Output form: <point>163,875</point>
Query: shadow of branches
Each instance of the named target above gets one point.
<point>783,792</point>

---

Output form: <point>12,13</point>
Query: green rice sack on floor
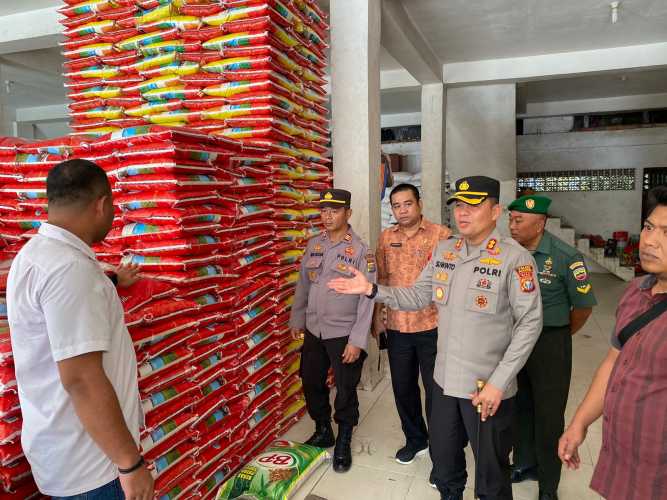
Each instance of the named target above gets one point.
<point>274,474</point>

* * *

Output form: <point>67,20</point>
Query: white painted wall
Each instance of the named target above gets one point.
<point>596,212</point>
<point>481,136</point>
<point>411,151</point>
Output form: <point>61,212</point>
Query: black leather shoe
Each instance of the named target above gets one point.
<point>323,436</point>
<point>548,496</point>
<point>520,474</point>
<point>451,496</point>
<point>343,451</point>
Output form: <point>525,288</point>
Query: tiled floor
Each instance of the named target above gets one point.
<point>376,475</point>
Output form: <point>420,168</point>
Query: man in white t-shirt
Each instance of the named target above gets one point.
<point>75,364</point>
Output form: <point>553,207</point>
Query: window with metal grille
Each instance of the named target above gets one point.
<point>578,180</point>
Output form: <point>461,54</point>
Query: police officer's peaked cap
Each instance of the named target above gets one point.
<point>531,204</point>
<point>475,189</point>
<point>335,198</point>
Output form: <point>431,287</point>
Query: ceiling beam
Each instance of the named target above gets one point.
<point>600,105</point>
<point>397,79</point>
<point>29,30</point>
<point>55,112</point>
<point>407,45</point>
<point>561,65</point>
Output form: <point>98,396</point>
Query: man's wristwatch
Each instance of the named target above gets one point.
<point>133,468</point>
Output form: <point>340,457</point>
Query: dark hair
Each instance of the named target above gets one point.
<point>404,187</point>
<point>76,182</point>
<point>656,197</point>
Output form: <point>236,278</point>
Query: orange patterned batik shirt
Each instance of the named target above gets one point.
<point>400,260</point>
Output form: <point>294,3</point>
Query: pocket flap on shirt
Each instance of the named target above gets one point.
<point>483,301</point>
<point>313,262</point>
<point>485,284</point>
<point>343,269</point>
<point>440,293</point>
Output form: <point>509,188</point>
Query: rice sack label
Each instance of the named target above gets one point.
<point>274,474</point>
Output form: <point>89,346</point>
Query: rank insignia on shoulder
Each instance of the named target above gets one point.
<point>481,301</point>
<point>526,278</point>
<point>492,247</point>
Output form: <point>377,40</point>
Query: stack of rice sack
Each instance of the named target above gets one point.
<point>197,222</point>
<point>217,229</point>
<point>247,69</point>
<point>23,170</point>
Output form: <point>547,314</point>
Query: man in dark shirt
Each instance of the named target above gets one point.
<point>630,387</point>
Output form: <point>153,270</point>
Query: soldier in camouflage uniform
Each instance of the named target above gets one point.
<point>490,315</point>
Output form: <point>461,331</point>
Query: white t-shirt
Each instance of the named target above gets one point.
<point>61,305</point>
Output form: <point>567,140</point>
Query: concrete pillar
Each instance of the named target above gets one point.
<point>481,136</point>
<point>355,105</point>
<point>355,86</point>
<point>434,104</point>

Requirements
Rewrite the material from the line with "Output form: <point>153,270</point>" up to and including the line with "<point>434,104</point>", changing "concrete pillar" to "stone column" and leaving everything else the same.

Task output
Output form: <point>153,270</point>
Query: soldier in camouflage uniform
Each instance of the named target above gets one point.
<point>490,315</point>
Output form: <point>461,331</point>
Query: white t-shirt
Each instance of the named target above gets one point.
<point>61,305</point>
Output form: <point>567,140</point>
Query: stone column
Each instance of the named target above gets one point.
<point>481,136</point>
<point>355,105</point>
<point>355,86</point>
<point>434,104</point>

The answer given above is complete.